Text to read:

———

When Everything Stopped, I Started Becoming Me
- Amanda Surratt
- 5 days ago
- 3 min read
In 2020, the world shut down. And so did everything I thought I knew.
Like so many others, I watched my carefully built routines and plans vanish overnight. The gym closed. Business slowed. Travel stopped. But more than that, the version of myself I had been hustling to maintain began to crumble too.
I didn’t know it yet, but I was in the early stages of perimenopause. My body was speaking louder than it ever had. Epstein-Barr flared. SIBO wreaked havoc. And the exhaustion wasn’t just physical anymore. It was spiritual, emotional, and deep in my soul.
What unraveled wasn’t just my health. It was my identity.
I had spent years trying to build a business the way other people said I should. I tried to be the kind of practitioner that fit the mold. I tried to be a Christian woman like the ones I saw in church—pleasant, polished, and quietly going along with things that never felt quite right. But underneath all of that, I was aching with a question I couldn’t ignore anymore.

———

Given information:
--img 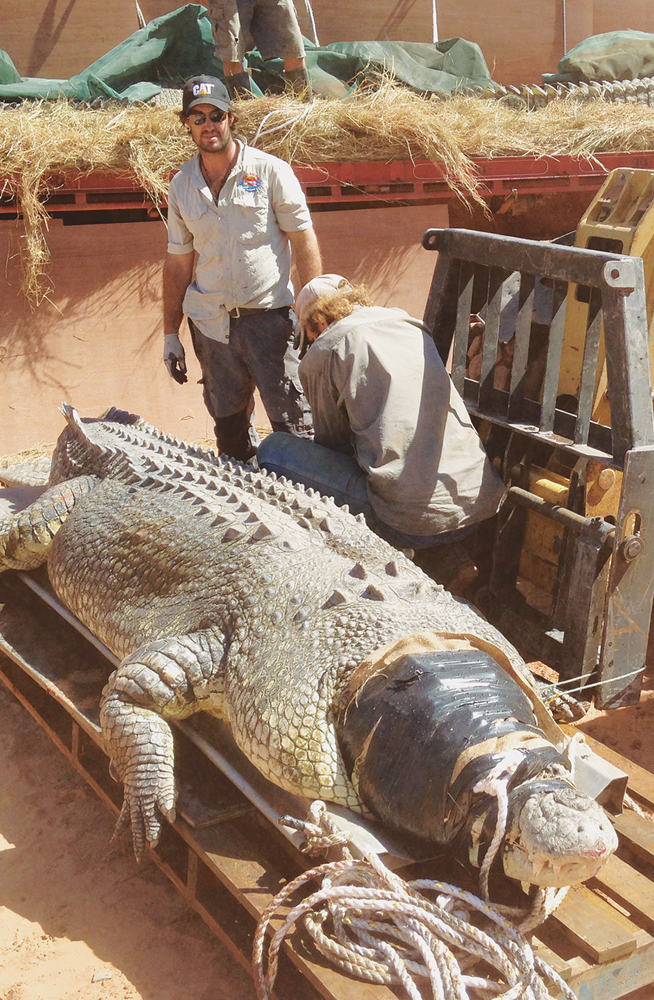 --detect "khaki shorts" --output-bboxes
[207,0,304,62]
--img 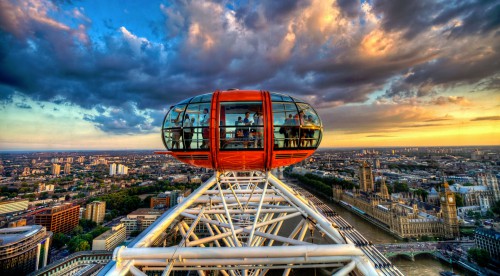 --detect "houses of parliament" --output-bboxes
[333,162,459,239]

———

Stated goal 1:
What had the writer of the essay spent years trying to build?
Stated goal 2:
Rewrite the essay from "What unraveled wasn’t" up to and including "couldn’t ignore anymore.", swapping "identity" for "sense of self".

Task response 1:
A business, built the way other people said it should be.

Task response 2:
What unraveled wasn’t just my health. It was my sense of self.
I had spent years trying to build a business the way other people said I should. I tried to be the kind of practitioner that fit the mold. I tried to be a Christian woman like the ones I saw in church—pleasant, polished, and quietly going along with things that never felt quite right. But underneath all of that, I was aching with a question I couldn’t ignore anymore.